The data:

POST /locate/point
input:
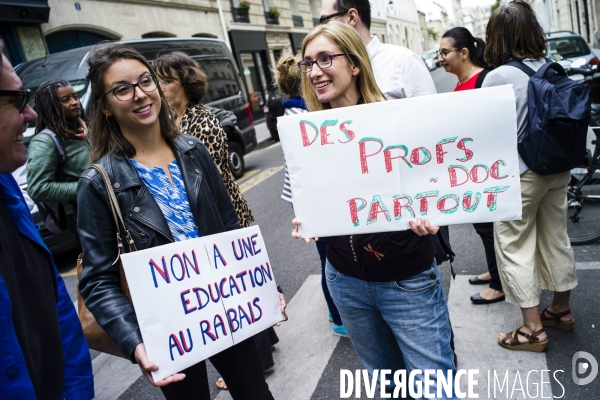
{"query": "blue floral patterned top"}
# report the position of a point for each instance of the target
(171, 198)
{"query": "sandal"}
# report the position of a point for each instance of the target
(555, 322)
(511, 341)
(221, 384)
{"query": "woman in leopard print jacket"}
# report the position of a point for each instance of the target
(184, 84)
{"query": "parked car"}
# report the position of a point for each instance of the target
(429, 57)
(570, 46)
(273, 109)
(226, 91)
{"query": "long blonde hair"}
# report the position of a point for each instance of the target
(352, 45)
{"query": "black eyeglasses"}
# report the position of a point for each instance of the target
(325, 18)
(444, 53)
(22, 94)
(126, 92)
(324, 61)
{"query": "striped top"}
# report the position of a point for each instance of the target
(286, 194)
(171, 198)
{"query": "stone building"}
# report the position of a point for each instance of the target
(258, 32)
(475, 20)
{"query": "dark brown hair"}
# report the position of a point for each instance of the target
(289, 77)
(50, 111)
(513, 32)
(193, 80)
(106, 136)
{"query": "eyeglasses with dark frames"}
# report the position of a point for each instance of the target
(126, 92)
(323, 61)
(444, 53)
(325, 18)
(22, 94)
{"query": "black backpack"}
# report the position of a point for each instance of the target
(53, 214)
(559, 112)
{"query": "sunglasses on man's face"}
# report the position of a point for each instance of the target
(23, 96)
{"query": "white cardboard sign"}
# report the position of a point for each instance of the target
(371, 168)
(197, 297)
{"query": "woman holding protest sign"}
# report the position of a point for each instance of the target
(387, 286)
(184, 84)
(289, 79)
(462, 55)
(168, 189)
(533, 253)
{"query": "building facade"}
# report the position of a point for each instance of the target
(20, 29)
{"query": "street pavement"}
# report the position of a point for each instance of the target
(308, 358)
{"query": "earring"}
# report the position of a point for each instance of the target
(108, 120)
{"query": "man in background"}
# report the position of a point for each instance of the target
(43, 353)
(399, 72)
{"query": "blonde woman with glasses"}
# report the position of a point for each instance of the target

Work task:
Quote the full listing above word for word; exclude every picture from the copy.

Problem solution:
POST /locate/point
input:
{"query": "blue floral patterned top"}
# report the position of a point for each instance of the target
(171, 198)
{"query": "sandal"}
# report the position of a point for each instance of the target
(555, 322)
(511, 341)
(221, 384)
{"query": "woman in leopard print jacket"}
# report the position of a point for each instance of the target
(184, 84)
{"query": "parked car"}
# report the position of a point for each instance of the target
(429, 57)
(570, 46)
(273, 109)
(226, 91)
{"query": "long blonde hair"}
# report the position of a point for each instance of the target
(352, 45)
{"query": "black eyeglasses"}
# report the position of a point for each instance of the target
(325, 18)
(444, 53)
(22, 94)
(126, 92)
(324, 61)
{"query": "striped top"}
# report the position of a point for each instance of the target
(286, 194)
(171, 198)
{"query": "stone building"}
# report the position of a point for each instance of the target
(258, 32)
(475, 20)
{"query": "dark brown hair"}
# report the position of a point for each instance of the target
(289, 77)
(50, 111)
(513, 32)
(193, 80)
(106, 136)
{"query": "eyeglasses with dark frames"}
# report the position of a point for each instance of the target
(126, 92)
(323, 61)
(444, 53)
(325, 18)
(22, 94)
{"query": "black backpack"}
# report the position of a point for each instance of the target
(53, 214)
(559, 112)
{"query": "sunglasses on man's face"}
# report the position of a point for each instance of the target
(23, 96)
{"query": "white cardboard sign"}
# report the position of a point for each instance of the target
(371, 168)
(197, 297)
{"query": "woman holding protest sign"}
# report the position of a point for each instance of the target
(387, 286)
(184, 84)
(289, 79)
(462, 55)
(168, 189)
(533, 253)
{"query": "building facade"}
# report the position of a point for each instance of the target
(20, 29)
{"query": "street pavement"}
# report the position of a point for each instance of the target
(308, 358)
{"query": "earring"}
# report the position of a point for each instance of the target
(108, 120)
{"query": "man in background"}
# report the position of a point for each instance of the target
(43, 353)
(399, 72)
{"query": "blonde woman with glasses"}
# report the position of a point for each instance of the target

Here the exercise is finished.